* Goal of the exercise: Scale the part that opens with the line containing "Target: black tire" and closes with the line containing "[[[236,59],[235,58],[232,58],[230,60],[230,67],[236,68]]]", giving every line again, requests included. Multiply each point coordinate in the answers by 1.4 and round to whole numbers, with halves rounded up.

* Records in a dataset:
<<<<

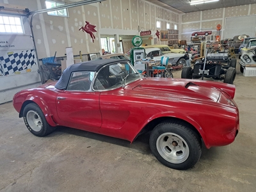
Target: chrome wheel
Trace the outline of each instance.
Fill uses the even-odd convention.
[[[174,164],[184,162],[189,155],[189,148],[186,141],[172,132],[161,134],[156,141],[156,147],[163,159]]]
[[[28,111],[26,115],[27,122],[31,129],[38,132],[41,131],[43,127],[43,122],[39,114],[35,111]]]

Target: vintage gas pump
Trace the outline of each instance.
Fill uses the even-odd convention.
[[[141,61],[145,59],[145,49],[139,47],[142,44],[142,38],[140,36],[134,36],[132,40],[132,44],[134,47],[131,50],[130,60],[131,63],[138,70],[144,70],[145,65]]]
[[[217,42],[220,42],[220,29],[221,29],[221,26],[220,24],[218,24],[216,26],[217,33],[215,36],[216,41]]]

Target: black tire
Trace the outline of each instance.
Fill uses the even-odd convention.
[[[169,69],[166,69],[163,73],[163,77],[173,78],[173,75]]]
[[[193,167],[202,154],[198,135],[179,122],[166,122],[156,126],[151,132],[149,143],[151,151],[157,160],[175,170]]]
[[[182,68],[181,72],[181,78],[182,79],[192,79],[193,70],[190,66],[186,66]]]
[[[47,123],[41,109],[35,103],[29,103],[25,106],[23,119],[28,130],[38,137],[45,136],[56,129]]]
[[[186,60],[184,58],[180,58],[178,61],[178,65],[182,65],[182,67],[186,66]]]
[[[233,84],[236,75],[236,70],[235,68],[230,67],[227,70],[226,74],[225,75],[224,83],[228,84]]]
[[[244,72],[244,68],[242,67],[242,65],[240,65],[240,72],[241,73]]]
[[[236,59],[235,58],[232,58],[230,60],[230,67],[236,68]]]

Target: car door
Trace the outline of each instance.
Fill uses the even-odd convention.
[[[84,130],[100,127],[100,92],[92,92],[93,76],[87,72],[73,73],[67,90],[58,95],[58,115],[67,127]]]

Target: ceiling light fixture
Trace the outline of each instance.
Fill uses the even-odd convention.
[[[220,0],[203,0],[203,1],[193,1],[190,2],[191,5],[197,4],[203,4],[206,3],[211,3],[219,1]]]

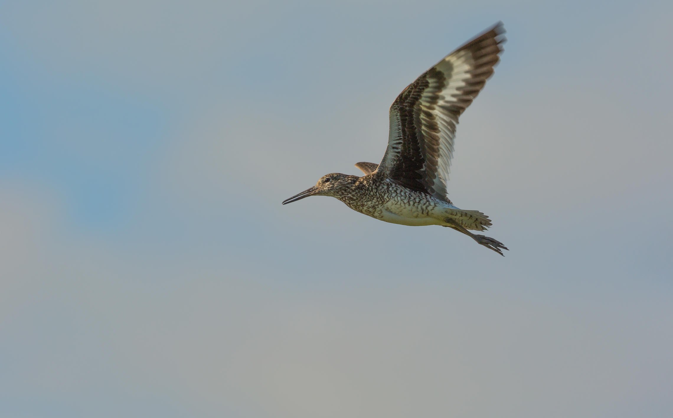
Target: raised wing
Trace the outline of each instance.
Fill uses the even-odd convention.
[[[378,164],[376,163],[359,162],[355,163],[355,167],[361,170],[362,172],[366,175],[371,174],[376,171],[376,169],[378,168]]]
[[[505,28],[492,28],[447,55],[400,94],[378,173],[409,188],[446,199],[458,117],[493,73]]]

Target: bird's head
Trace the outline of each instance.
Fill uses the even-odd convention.
[[[355,180],[359,178],[357,176],[349,176],[341,173],[331,173],[325,174],[318,180],[316,185],[295,195],[289,199],[283,201],[283,204],[291,203],[308,197],[309,196],[332,196],[337,199],[347,193],[347,190],[353,187]]]

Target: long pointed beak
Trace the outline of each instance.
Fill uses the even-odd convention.
[[[308,197],[312,195],[315,195],[317,191],[318,188],[316,188],[315,186],[314,186],[313,187],[310,187],[309,188],[307,188],[301,193],[298,195],[295,195],[289,199],[286,199],[285,200],[283,201],[283,204],[285,205],[285,203],[291,203],[292,202],[296,202],[297,201],[302,199],[304,197]]]

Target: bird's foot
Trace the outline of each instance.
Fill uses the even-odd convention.
[[[507,248],[506,246],[505,246],[502,242],[498,241],[497,240],[494,240],[491,237],[485,236],[483,235],[473,235],[472,238],[474,238],[475,241],[476,241],[481,245],[484,246],[487,248],[490,248],[493,250],[493,251],[497,252],[503,257],[505,256],[505,254],[503,254],[502,250],[507,250],[507,251],[509,250],[509,248]]]

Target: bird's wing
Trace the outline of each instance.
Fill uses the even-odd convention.
[[[378,164],[376,163],[359,162],[355,163],[355,167],[361,170],[362,172],[365,173],[365,174],[369,174],[376,171],[376,169],[378,168]]]
[[[499,22],[397,96],[390,106],[388,148],[377,172],[409,188],[446,198],[458,116],[493,73],[504,33]]]

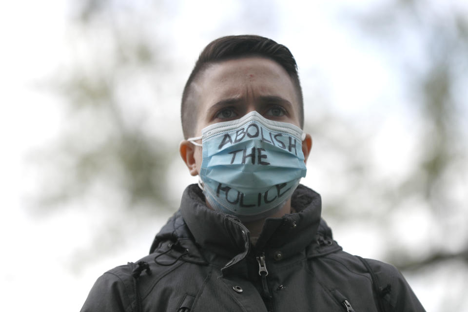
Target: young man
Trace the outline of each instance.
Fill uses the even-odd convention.
[[[342,251],[320,195],[299,184],[312,140],[287,48],[213,41],[181,115],[180,155],[198,185],[150,254],[99,277],[82,311],[424,311],[394,267]]]

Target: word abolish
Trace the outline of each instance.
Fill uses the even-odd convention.
[[[291,136],[283,136],[283,134],[281,133],[274,134],[267,130],[265,130],[265,133],[264,134],[263,128],[261,127],[259,127],[254,123],[251,123],[248,126],[238,129],[235,133],[225,134],[223,139],[218,146],[218,149],[220,150],[226,144],[238,143],[244,139],[246,136],[251,138],[259,136],[262,141],[269,143],[274,146],[278,146],[283,150],[287,150],[291,153],[293,149],[294,154],[297,155],[295,138]],[[269,138],[270,139],[268,139]]]
[[[248,202],[245,202],[244,193],[219,183],[216,190],[216,195],[221,198],[224,197],[228,202],[233,205],[238,204],[241,207],[260,207],[264,203],[268,204],[276,198],[281,198],[291,188],[290,187],[283,190],[287,185],[286,183],[276,184],[273,187],[274,188],[272,187],[264,193],[258,193],[256,198],[251,198]],[[271,191],[272,192],[269,193]]]

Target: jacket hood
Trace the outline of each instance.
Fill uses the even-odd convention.
[[[198,262],[198,246],[214,254],[233,258],[245,257],[252,249],[273,256],[280,251],[284,258],[306,250],[308,257],[340,250],[332,239],[332,230],[321,218],[320,195],[300,185],[292,197],[296,213],[281,218],[268,218],[254,247],[251,248],[250,234],[236,217],[212,210],[198,185],[185,189],[179,210],[156,235],[150,253],[163,241],[178,242],[189,251],[185,259]],[[201,260],[201,259],[200,259]]]

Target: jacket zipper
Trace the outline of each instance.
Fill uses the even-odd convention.
[[[351,304],[347,300],[345,299],[343,302],[343,305],[346,308],[347,312],[355,312],[354,309],[351,306]]]
[[[267,283],[267,275],[268,275],[268,270],[267,270],[267,266],[265,263],[265,253],[262,253],[259,256],[256,257],[257,262],[258,262],[258,275],[262,278],[262,296],[263,297],[264,301],[268,311],[273,311],[273,305],[272,302],[272,299],[273,298],[273,295],[268,288],[268,284]]]

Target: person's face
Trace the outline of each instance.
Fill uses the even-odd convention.
[[[253,57],[212,64],[193,82],[191,96],[198,109],[195,136],[201,136],[202,129],[209,125],[238,119],[253,111],[268,119],[300,127],[299,103],[292,80],[279,64],[268,58]],[[310,136],[305,141],[303,151],[307,159]],[[188,155],[191,153],[193,159]],[[183,141],[180,153],[191,174],[197,175],[201,147]]]

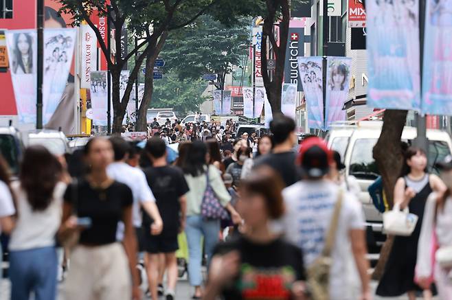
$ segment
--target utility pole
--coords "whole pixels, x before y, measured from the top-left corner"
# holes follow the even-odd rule
[[[107,14],[106,14],[106,43],[108,44],[108,56],[106,58],[106,82],[107,82],[107,89],[106,89],[106,133],[110,135],[111,133],[111,73],[110,71],[110,65],[108,62],[111,59],[111,37],[110,35],[110,5],[106,7]]]
[[[419,52],[420,58],[420,95],[422,95],[422,69],[424,68],[424,38],[425,38],[425,0],[419,1],[419,41],[420,51]],[[414,144],[417,146],[427,151],[428,142],[427,139],[427,124],[425,116],[422,116],[419,113],[416,115],[417,137],[414,140]]]
[[[323,59],[322,59],[322,93],[324,102],[324,126],[326,124],[326,56],[328,56],[328,0],[324,0],[323,3],[324,16],[322,17],[323,23]]]
[[[38,28],[38,80],[36,91],[36,129],[43,129],[43,76],[44,57],[44,0],[38,0],[37,3],[37,28]]]

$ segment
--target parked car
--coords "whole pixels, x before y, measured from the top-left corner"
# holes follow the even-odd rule
[[[21,132],[12,126],[0,127],[0,153],[14,176],[19,174],[23,152]]]
[[[177,117],[174,111],[161,111],[157,114],[157,122],[160,126],[165,125],[167,119],[169,119],[171,123],[177,121]]]
[[[346,174],[356,177],[361,187],[359,200],[365,216],[368,246],[371,253],[378,253],[386,238],[382,232],[382,214],[374,206],[368,192],[369,185],[380,175],[372,150],[380,137],[382,126],[380,121],[340,125],[333,126],[327,137],[330,148],[341,154]],[[416,128],[405,126],[401,139],[411,144],[416,136]],[[452,141],[447,132],[438,130],[427,130],[427,137],[429,170],[438,172],[434,168],[435,163],[451,154]]]
[[[181,122],[181,125],[185,126],[187,123],[194,123],[194,117],[196,115],[188,115],[187,117],[184,117],[183,119]],[[210,122],[210,117],[209,115],[201,115],[199,116],[199,121],[202,122],[205,121],[207,123]]]
[[[62,131],[30,130],[24,134],[23,142],[26,146],[42,145],[55,155],[63,155],[69,152],[67,139]]]

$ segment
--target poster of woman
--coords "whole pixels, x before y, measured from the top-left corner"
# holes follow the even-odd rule
[[[348,96],[350,69],[352,59],[346,57],[328,58],[326,89],[326,128],[332,123],[346,120],[343,104]]]
[[[36,122],[36,32],[8,30],[5,33],[11,80],[21,124]]]
[[[420,111],[418,0],[369,0],[365,5],[368,106]]]
[[[306,101],[308,126],[310,128],[324,130],[321,60],[320,56],[299,57],[298,69]]]
[[[422,113],[452,115],[452,1],[427,0]]]

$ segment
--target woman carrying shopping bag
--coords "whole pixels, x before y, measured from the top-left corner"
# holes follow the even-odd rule
[[[409,299],[414,300],[416,292],[422,290],[414,282],[414,268],[424,208],[433,191],[443,192],[446,189],[439,177],[427,172],[427,166],[424,150],[414,147],[407,150],[402,176],[394,187],[394,206],[402,209],[407,207],[409,212],[419,218],[411,235],[395,237],[385,272],[376,289],[378,296],[397,297],[407,293]],[[423,290],[424,299],[431,299],[429,289]]]
[[[220,171],[213,165],[207,165],[209,155],[205,144],[194,141],[192,144],[184,161],[183,170],[190,192],[187,197],[187,224],[185,234],[188,242],[188,275],[190,284],[195,288],[193,299],[202,296],[201,262],[203,249],[201,238],[204,238],[204,247],[210,260],[214,247],[218,241],[221,218],[209,218],[201,207],[209,198],[211,202],[227,209],[234,223],[241,222],[240,215],[231,205],[231,196],[221,179]],[[216,198],[216,199],[214,199]],[[205,208],[205,207],[204,207]],[[211,207],[212,208],[212,207]]]
[[[425,205],[418,260],[416,281],[428,288],[432,279],[442,299],[452,299],[452,157],[437,164],[447,191],[432,193]]]

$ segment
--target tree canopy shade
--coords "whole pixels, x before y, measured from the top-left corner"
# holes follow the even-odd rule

>>>>

* Solved problem:
Target: black tire
Trace the outline of each instance.
Fill uses the even-odd convention.
[[[237,97],[232,97],[228,102],[228,108],[242,109],[242,105]]]
[[[270,234],[283,216],[277,189],[251,171],[232,171],[218,176],[211,185],[209,200],[211,211],[220,224],[245,238]]]
[[[255,95],[253,101],[253,109],[255,111],[269,111],[270,98],[266,92],[260,92]]]
[[[66,172],[57,153],[49,144],[41,144],[35,148],[32,167],[39,182],[53,192],[63,190],[78,181]]]
[[[260,84],[258,81],[252,81],[249,85],[249,91],[255,91],[255,94],[260,92]]]
[[[326,118],[330,105],[330,98],[329,95],[322,94],[318,98],[316,104],[315,105],[314,116],[319,118]]]
[[[342,101],[342,95],[339,94],[339,91],[336,91],[336,101],[337,102]]]
[[[330,83],[329,81],[325,81],[322,84],[322,94],[330,95]]]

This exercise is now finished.